→ **DATA PROVIDED**
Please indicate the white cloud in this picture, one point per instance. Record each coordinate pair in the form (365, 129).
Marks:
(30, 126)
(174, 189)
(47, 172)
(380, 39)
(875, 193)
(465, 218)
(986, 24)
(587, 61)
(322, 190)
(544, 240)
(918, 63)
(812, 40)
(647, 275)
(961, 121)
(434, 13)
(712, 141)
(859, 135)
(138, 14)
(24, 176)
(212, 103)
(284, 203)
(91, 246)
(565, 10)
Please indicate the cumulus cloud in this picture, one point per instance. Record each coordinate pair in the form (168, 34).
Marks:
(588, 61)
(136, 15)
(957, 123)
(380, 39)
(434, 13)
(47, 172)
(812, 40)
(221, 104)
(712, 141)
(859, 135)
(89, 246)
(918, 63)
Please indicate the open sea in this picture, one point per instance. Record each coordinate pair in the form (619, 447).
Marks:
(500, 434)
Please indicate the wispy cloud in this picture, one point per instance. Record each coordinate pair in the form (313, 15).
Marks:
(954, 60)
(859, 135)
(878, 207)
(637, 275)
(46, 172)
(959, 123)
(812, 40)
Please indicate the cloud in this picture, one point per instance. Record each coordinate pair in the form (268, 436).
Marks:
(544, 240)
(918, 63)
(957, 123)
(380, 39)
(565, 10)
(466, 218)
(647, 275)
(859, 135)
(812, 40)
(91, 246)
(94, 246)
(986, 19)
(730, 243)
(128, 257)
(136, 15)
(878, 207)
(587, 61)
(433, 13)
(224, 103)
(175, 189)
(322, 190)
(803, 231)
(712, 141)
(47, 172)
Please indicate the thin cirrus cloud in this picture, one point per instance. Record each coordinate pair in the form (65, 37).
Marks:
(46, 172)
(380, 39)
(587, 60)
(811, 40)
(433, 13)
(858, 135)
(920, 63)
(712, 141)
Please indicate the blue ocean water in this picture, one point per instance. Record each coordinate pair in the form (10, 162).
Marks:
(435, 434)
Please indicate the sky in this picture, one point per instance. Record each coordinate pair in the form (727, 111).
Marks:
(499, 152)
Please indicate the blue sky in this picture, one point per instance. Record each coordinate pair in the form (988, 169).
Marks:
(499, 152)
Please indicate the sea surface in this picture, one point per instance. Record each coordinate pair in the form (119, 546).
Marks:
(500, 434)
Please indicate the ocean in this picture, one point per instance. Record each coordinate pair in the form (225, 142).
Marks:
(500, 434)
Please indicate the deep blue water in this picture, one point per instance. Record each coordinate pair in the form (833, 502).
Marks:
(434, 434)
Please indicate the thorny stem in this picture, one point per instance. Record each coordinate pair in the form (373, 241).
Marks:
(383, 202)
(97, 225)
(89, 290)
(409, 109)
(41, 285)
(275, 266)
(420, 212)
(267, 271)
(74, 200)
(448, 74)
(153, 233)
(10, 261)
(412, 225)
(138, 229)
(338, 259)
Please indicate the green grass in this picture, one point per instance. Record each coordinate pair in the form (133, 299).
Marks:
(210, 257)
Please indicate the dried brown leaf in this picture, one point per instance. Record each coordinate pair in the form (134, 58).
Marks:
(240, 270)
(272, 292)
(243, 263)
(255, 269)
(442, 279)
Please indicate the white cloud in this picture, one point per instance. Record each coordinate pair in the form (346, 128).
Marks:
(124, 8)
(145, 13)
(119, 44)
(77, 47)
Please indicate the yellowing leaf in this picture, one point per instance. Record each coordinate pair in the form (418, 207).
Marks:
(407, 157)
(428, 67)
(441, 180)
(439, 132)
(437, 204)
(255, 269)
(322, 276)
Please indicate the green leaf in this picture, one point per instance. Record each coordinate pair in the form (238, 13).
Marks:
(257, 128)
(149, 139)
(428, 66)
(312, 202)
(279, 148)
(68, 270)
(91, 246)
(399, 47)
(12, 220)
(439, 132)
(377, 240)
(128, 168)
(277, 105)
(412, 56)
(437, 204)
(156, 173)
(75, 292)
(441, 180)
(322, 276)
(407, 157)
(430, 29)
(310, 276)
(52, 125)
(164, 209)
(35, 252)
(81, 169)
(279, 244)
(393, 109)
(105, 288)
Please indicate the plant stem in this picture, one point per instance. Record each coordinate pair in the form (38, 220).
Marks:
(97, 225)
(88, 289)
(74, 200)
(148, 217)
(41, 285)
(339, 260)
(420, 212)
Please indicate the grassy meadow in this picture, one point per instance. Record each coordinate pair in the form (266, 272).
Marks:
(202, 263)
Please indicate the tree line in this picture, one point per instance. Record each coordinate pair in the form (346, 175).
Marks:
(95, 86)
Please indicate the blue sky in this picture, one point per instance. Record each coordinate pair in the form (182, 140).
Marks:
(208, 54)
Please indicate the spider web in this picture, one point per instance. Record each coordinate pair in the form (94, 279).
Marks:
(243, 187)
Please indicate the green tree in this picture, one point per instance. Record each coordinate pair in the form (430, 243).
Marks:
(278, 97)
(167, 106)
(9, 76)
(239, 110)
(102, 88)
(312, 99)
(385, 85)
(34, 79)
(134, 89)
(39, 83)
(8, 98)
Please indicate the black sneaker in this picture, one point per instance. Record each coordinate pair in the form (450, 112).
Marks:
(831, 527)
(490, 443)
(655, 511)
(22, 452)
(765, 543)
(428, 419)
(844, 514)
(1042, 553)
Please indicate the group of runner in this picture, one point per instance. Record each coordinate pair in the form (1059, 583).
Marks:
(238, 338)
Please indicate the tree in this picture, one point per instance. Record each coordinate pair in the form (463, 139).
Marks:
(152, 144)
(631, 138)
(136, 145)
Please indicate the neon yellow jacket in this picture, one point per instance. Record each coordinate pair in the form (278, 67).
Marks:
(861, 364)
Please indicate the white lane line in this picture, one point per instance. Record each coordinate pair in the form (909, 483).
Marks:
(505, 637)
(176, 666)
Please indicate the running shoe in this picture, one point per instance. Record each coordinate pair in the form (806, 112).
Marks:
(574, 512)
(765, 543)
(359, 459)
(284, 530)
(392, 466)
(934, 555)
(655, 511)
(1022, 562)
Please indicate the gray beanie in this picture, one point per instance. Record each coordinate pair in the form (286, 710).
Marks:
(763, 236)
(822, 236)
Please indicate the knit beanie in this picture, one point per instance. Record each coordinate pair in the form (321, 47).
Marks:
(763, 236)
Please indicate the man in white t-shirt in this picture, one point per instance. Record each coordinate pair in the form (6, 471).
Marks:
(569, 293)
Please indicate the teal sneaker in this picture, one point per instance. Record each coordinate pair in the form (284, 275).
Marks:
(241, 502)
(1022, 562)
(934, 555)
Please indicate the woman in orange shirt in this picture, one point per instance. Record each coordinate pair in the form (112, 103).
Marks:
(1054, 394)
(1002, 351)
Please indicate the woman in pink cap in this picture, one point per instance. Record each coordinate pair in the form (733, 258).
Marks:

→ **WHAT YOU ARE ASKED TO DO**
Each line of the data above should appear again in your answer, exactly as given.

→ **YOUR RESPONSE**
Please indicate the white cloud in this picture, one point per instance. Record each coordinate pair in the form (365, 129).
Marks:
(30, 126)
(174, 189)
(47, 172)
(380, 39)
(875, 193)
(465, 218)
(986, 24)
(587, 61)
(322, 190)
(544, 240)
(918, 63)
(812, 40)
(647, 275)
(961, 121)
(434, 13)
(712, 141)
(859, 135)
(138, 14)
(24, 176)
(212, 103)
(284, 203)
(91, 246)
(565, 10)
Please indicate the cumulus cloud in this picture, one point per instance. Record each coordinate pair in the form (168, 34).
Marks:
(588, 61)
(136, 15)
(957, 123)
(380, 39)
(434, 13)
(47, 172)
(812, 40)
(221, 104)
(712, 141)
(859, 135)
(89, 246)
(918, 63)
Please indicate the open sea in this picture, one point per instance. Record each coordinate pair in the form (619, 447).
Marks:
(500, 434)
Please indicate the wispy cloud in this picture, one point per instance. Record each coordinate pair in the form (313, 15).
Marks:
(954, 60)
(859, 135)
(878, 207)
(637, 275)
(46, 172)
(959, 123)
(812, 40)
Please indicate the cloud in this picture, one point per instance. Record each coordinate pair in the form (268, 436).
Marks:
(544, 240)
(918, 63)
(957, 123)
(380, 39)
(565, 10)
(466, 218)
(647, 275)
(859, 135)
(812, 40)
(91, 246)
(94, 246)
(986, 19)
(730, 243)
(128, 257)
(136, 15)
(878, 207)
(587, 61)
(433, 13)
(224, 103)
(175, 189)
(322, 190)
(803, 231)
(712, 141)
(47, 172)
Please indicate the thin cirrus cloud in this picture, one point per instance. Record each coordinate pair in the form (65, 37).
Marks:
(46, 172)
(380, 39)
(587, 60)
(811, 40)
(433, 13)
(858, 135)
(920, 63)
(712, 141)
Please indicate the blue ocean water in this picture, one point per instance. Record each coordinate pair in the form (10, 162).
Marks:
(435, 434)
Please indicate the sky in this picture, one point per instance. Record each coordinate pair in the form (727, 111).
Marks:
(499, 152)
Please indicate the blue sky in this picture, one point per instance. Record each coordinate pair in the form (988, 169).
Marks:
(499, 152)
Please indicate the sea surface in this picture, one point per instance. Record each coordinate pair in the form (119, 546).
Marks:
(500, 434)
Please indicate the ocean in this picture, one point per instance. Record each coordinate pair in the form (225, 142).
Marks:
(500, 434)
Please indicate the deep blue water in this picture, one point per instance. Record each coordinate pair in the form (833, 502).
Marks:
(434, 434)
Please indicate the thorny stem in this picture, one point per instance. Record each coordinate pair in the form (373, 241).
Marks:
(383, 202)
(97, 225)
(89, 290)
(409, 109)
(41, 285)
(275, 266)
(420, 212)
(267, 271)
(74, 200)
(448, 74)
(153, 233)
(10, 261)
(412, 225)
(138, 229)
(338, 259)
Please indicate the green grass in this picture, one point per instance. Record each coordinate pair in the form (133, 299).
Marks:
(210, 257)
Please indicate the dried brown leaf in this picture, one point per instance. Record each coordinate pair in the form (134, 58).
Marks:
(240, 270)
(272, 292)
(243, 263)
(255, 269)
(442, 279)
Please indicate the white cloud in this picture, one point per instance. Record each coordinate pair in the form (346, 128).
Marks:
(124, 8)
(145, 13)
(119, 44)
(77, 47)
Please indicate the yellowing leaf in this picture, one point per instance. Record each coordinate pair in the form (418, 207).
Marks:
(407, 157)
(428, 67)
(441, 180)
(439, 132)
(437, 204)
(255, 269)
(322, 276)
Please indicate the green leaf in this picture, one point per instance. Record each coordinate pair in the form (238, 13).
Marks:
(257, 128)
(149, 139)
(428, 66)
(312, 202)
(279, 148)
(68, 270)
(91, 246)
(399, 47)
(12, 220)
(439, 132)
(377, 240)
(128, 168)
(277, 105)
(412, 56)
(437, 204)
(156, 173)
(75, 292)
(441, 180)
(322, 276)
(407, 157)
(430, 29)
(310, 276)
(52, 125)
(164, 209)
(35, 252)
(81, 169)
(279, 244)
(393, 109)
(105, 288)
Please indicate the plant stem in this picture, one point per instance. Record each coordinate pair in the form (38, 220).
Marks:
(97, 225)
(88, 289)
(74, 200)
(148, 217)
(41, 285)
(339, 260)
(420, 212)
Please indicate the grassy meadow in this picture, one point per instance. Record each coordinate pair in the form (266, 272).
Marks:
(202, 263)
Please indicate the tree line in this picture, one point per instance. Record each coordinate pair in the form (346, 175).
Marks:
(95, 86)
Please indicate the blue sky in this picture, one point per instance. Record each coordinate pair in the form (182, 140).
Marks:
(208, 54)
Please indicate the spider web in this picture, one point per instance. Record each coordinate pair in the form (94, 279).
Marks:
(243, 187)
Please indicate the green tree in this picture, one point per instance. Record each coordinate pair in the form (430, 243).
Marks:
(278, 97)
(167, 106)
(9, 76)
(239, 110)
(102, 88)
(312, 99)
(385, 85)
(34, 79)
(134, 89)
(39, 83)
(8, 98)
Please indicate the black sneaker in this picture, one point per instance. Record each coordinate pair in the form (450, 112).
Marks:
(831, 527)
(490, 443)
(655, 511)
(22, 452)
(765, 543)
(428, 419)
(844, 514)
(1042, 553)
Please indicate the group of runner in this picture, one point per instance. Record each coordinate pair in the form (1059, 583).
Marks:
(238, 338)
Please indicate the tree in this picture, one point per instance. Record each coordinate pair in the form (463, 139).
Marks:
(152, 144)
(631, 138)
(136, 145)
Please indicate the neon yellow jacket in this picture, one point per instance. Record each coordinate pair in the form (278, 67).
Marks:
(861, 364)
Please indicate the white lane line in this picture, one point per instance. Record each coordinate pair in the form (909, 483).
Marks:
(505, 637)
(176, 666)
Please indicate the running shoe in this picture, one point per instance. Record each coordinate pair in the form (806, 112).
Marks:
(574, 512)
(765, 543)
(359, 459)
(284, 530)
(392, 466)
(934, 555)
(655, 511)
(1022, 562)
Please indicate the gray beanie in this picture, one point per instance. Record each coordinate pair in the form (286, 710).
Marks:
(763, 236)
(822, 236)
Please indicate the knit beanie in this picture, one point per instance. Record each coordinate pair in the form (321, 47).
Marks:
(763, 236)
Please indicate the man in white t-shirt in this picture, one point per instance. Record each coordinate pair in the form (6, 471).
Marks:
(569, 293)
Please indicate the teal sneaker in this picture, one point per instance. Record each coordinate pair in the form (284, 275).
Marks:
(241, 502)
(1022, 562)
(934, 555)
Please indicate the woman in orange shirt in this picture, one point per instance. Record each coordinate pair in the form (112, 103).
Marks:
(1054, 394)
(1002, 351)
Please indicate the woman in pink cap in this picture, one point per instance. Record each coordinate pair in the form (733, 258).
Marks:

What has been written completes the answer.